### Source excerpt ###
And he’s particularly associated also with the Devil. In two operas, he played Mephistopheles in Gounod’s opera, and also Mefistofele in Boito’s opera. Both based of course on Goethe’s Faust. And well, Gounod’s opera was universally popular, but Boito’s opera owed a large part of its popularity in the first half of the 20th Century to Chaliapin’s absolutely mesmerising performance in the prologue. In fact, when he first did it in New York, it really scandalised. New York was surprisingly prudish. And this incredible wild man who, in New York, he was stripped to the waste, really the sort of animal quality of his performance absolutely shocked New York critics and the public. So we’re very lucky that when the invention of electrical recording, which happens in 1925, it’s introduced in 1925, coincided with the peak of Chaliapin’s career. And in the late 1920s, the firm of HMV, His Master’s Voice, were experimenting with making live recordings in performances at the opera house in Covent Garden. And they captured several performances with Chaliapin. So here is Chaliapin in Boito’s Mefistofele, recorded at Covent Garden, live in 1926.

♪ Music plays ♪

That was actually Chaliapin whistling through his teeth at the end of that excerpt. So Boris, the devil, and the other character that’s particularly associated with him, both because of an opera and because of a film, is Don Quixote. And just again, look at the physical transformation of the man from what I’ve just shown you, like all in wrestling satanic figure we’ve just seen. So this gaunt, apparently thin-looking figure of Don Quixote. The opera was written for him. It was tailor-made for him by Jules Massenet. And it was premiered at Monte Carlo in 1909. I’m going to play you the final scene where Chaliapin really gets his teeth into the role. In fact, it was too much for Massenet. Massenet thought that Chaliapin was really over the top, and he preferred the French bass, Vanni Marcoux. Who sang the Paris premiere of Don Quixote a little while later. Now this is a recording made again in the 1920s. This is a commercial recording made in the studio. I’m always amazed with these recordings that Chaliapin you know, it’s in a cramped studio in front of a microphone, could let himself go like this. Now, this is, I’m not sure that this is really in the best taste, because not only does he play Don Quixote on this recording, he takes on the role of Sancho Panza. So he’s actually singing to himself. We start off hearing Sancho Panza sobbing, and then Don Quixote says, “Oh, don’t, don’t,” . And then we hear Don Quixote fade away. And it ends with hysterical outburst of grief from Sancho Panza. But it’s all Chaliapin. He’s singing both roles.
### Recorded information ###
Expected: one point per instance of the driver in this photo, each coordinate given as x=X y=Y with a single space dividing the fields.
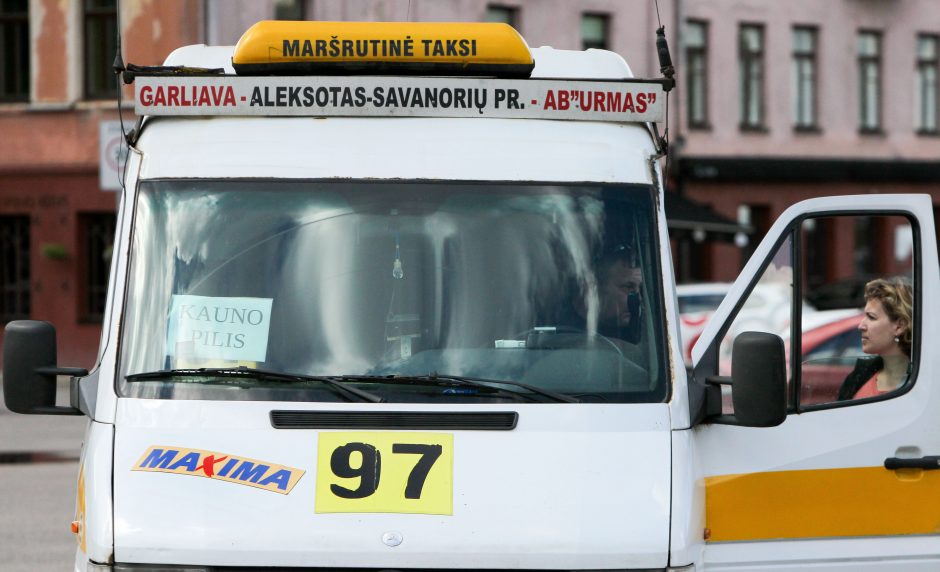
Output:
x=614 y=311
###
Task requirements -
- a) Answer these questions about the talk on Chaliapin:
(i) In what year was electrical recording introduced?
(ii) At what venue was the Don Quixote opera premiered?
(iii) Which French bass did Massenet prefer to Chaliapin?
- b) Could you pick up the talk about Chaliapin right after its final sentence and write the next few lines?

Outputs -
- a)
(i) 1925
(ii) Monte Carlo
(iii) Vanni Marcoux

- b)
♪ Music plays ♪

As I said, earlier in his career, he was sometimes criticised for his technique. There are certain eccentricities in his vocal method. His florid singing is very strange, the way he separates one note from another. But he had a number of Italian roles in his repertoire, including of course King Philip in Don Carlos. And although he was the diva, divo, I should say, their God, he was treated as a God all the time, he was quite willing to take on cameo roles. And one of his greatest successes was in the really very small role of Basilio in The Barber of Seville. But of course, when he sang that role, I mean he just upstaged absolutely everybody else in the cast. There’s so many accounts of people going to the theatre and saying when he was on the stage, you just didn’t look at anybody else. So I’m going to play you, there is a very famous recordings, of course, of Basilio’s aria “"La Calunnia.” But instead I’m choosing a rather unexpected piece perhaps for him from Bellini’s Sonnambula, which will give you a chance to judge for yourselves his technique in Italian opera.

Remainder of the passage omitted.